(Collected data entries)
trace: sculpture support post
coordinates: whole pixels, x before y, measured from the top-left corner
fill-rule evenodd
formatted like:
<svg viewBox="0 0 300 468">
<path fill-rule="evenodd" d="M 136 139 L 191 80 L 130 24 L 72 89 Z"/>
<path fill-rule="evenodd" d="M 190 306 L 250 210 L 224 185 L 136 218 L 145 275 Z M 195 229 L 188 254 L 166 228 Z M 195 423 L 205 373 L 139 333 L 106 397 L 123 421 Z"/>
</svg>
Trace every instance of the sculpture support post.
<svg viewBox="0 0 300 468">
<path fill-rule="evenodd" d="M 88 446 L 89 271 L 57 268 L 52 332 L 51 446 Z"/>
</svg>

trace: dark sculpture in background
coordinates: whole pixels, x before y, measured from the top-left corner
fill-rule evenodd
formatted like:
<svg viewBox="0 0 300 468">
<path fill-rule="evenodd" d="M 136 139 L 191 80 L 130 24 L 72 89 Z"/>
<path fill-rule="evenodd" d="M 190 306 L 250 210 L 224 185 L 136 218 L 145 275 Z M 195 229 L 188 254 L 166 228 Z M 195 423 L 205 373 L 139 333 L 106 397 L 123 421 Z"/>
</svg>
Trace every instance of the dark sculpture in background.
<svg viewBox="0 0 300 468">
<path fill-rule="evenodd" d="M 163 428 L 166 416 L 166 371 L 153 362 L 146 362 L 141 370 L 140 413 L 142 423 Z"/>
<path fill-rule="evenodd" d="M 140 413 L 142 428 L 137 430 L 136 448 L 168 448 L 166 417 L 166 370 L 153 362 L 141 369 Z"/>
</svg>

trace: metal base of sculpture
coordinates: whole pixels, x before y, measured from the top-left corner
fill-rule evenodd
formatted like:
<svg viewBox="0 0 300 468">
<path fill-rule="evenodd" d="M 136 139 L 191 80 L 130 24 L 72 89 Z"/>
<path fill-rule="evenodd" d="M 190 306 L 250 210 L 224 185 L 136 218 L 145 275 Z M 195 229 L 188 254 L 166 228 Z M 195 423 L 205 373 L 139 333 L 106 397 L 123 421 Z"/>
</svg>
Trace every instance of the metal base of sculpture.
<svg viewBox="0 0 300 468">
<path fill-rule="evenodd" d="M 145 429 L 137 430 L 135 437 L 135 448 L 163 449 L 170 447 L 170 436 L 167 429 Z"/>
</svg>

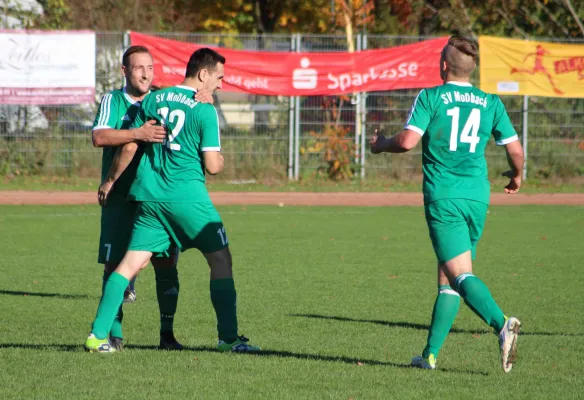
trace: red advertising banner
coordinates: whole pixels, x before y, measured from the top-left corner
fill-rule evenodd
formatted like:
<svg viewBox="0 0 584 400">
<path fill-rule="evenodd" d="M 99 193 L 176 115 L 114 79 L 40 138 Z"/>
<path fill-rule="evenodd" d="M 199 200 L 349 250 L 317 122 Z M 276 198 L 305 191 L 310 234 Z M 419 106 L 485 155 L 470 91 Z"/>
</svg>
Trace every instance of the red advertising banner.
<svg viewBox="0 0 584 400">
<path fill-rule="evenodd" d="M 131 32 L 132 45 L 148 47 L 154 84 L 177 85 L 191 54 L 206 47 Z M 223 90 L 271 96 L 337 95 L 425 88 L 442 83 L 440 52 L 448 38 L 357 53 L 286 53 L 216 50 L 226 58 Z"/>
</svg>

### What you will do
The output must match the records word for word, except that no pictures appear.

### Expected answer
trace: sculpture support post
coordinates: whole pixels, x before y, measured from the top-left corner
fill-rule evenodd
formatted like:
<svg viewBox="0 0 300 468">
<path fill-rule="evenodd" d="M 136 139 L 191 80 L 130 24 L 72 89 Z"/>
<path fill-rule="evenodd" d="M 190 306 L 250 210 L 224 185 L 136 218 L 145 275 Z M 195 229 L 188 254 L 166 228 Z M 195 423 L 205 373 L 139 333 L 106 397 L 123 421 Z"/>
</svg>
Trace every instance of the sculpture support post.
<svg viewBox="0 0 300 468">
<path fill-rule="evenodd" d="M 88 446 L 89 271 L 57 268 L 52 332 L 51 446 Z"/>
</svg>

trace: dark sculpture in background
coordinates: whole pixels, x before y, measured from the top-left corner
fill-rule evenodd
formatted like:
<svg viewBox="0 0 300 468">
<path fill-rule="evenodd" d="M 136 139 L 191 80 L 130 24 L 72 89 Z"/>
<path fill-rule="evenodd" d="M 190 306 L 250 210 L 224 185 L 136 218 L 145 275 Z M 195 229 L 188 254 L 166 228 Z M 195 423 L 205 373 L 139 333 L 106 397 L 123 421 Z"/>
</svg>
Trace every instance of the dark sculpture in background.
<svg viewBox="0 0 300 468">
<path fill-rule="evenodd" d="M 163 428 L 166 416 L 166 371 L 153 362 L 146 362 L 141 370 L 140 413 L 142 423 Z"/>
<path fill-rule="evenodd" d="M 140 413 L 142 428 L 137 430 L 136 448 L 168 448 L 166 417 L 166 370 L 153 362 L 141 369 Z"/>
</svg>

trace: metal base of sculpture
coordinates: whole pixels, x before y, measured from the top-left corner
fill-rule evenodd
formatted like:
<svg viewBox="0 0 300 468">
<path fill-rule="evenodd" d="M 136 139 L 191 80 L 130 24 L 72 89 Z"/>
<path fill-rule="evenodd" d="M 190 306 L 250 210 L 224 185 L 136 218 L 145 275 Z M 195 229 L 188 254 L 166 228 Z M 195 423 L 205 373 L 139 333 L 106 397 L 123 421 Z"/>
</svg>
Trace every instance of the metal base of sculpture.
<svg viewBox="0 0 300 468">
<path fill-rule="evenodd" d="M 145 429 L 137 430 L 135 437 L 135 448 L 163 449 L 170 447 L 170 436 L 167 429 Z"/>
</svg>

trace: red advertising banner
coordinates: whole pixels, x before y, measured from the top-left corner
fill-rule evenodd
formatted like:
<svg viewBox="0 0 584 400">
<path fill-rule="evenodd" d="M 99 193 L 176 115 L 114 79 L 40 138 Z"/>
<path fill-rule="evenodd" d="M 199 200 L 349 250 L 317 122 Z M 276 198 L 305 191 L 310 234 Z M 419 106 L 485 155 L 470 91 Z"/>
</svg>
Trace every instance of the red advertising banner.
<svg viewBox="0 0 584 400">
<path fill-rule="evenodd" d="M 131 32 L 132 45 L 148 47 L 154 84 L 177 85 L 191 54 L 206 47 Z M 223 90 L 271 96 L 337 95 L 425 88 L 442 83 L 440 52 L 448 38 L 357 53 L 286 53 L 216 50 L 226 58 Z"/>
</svg>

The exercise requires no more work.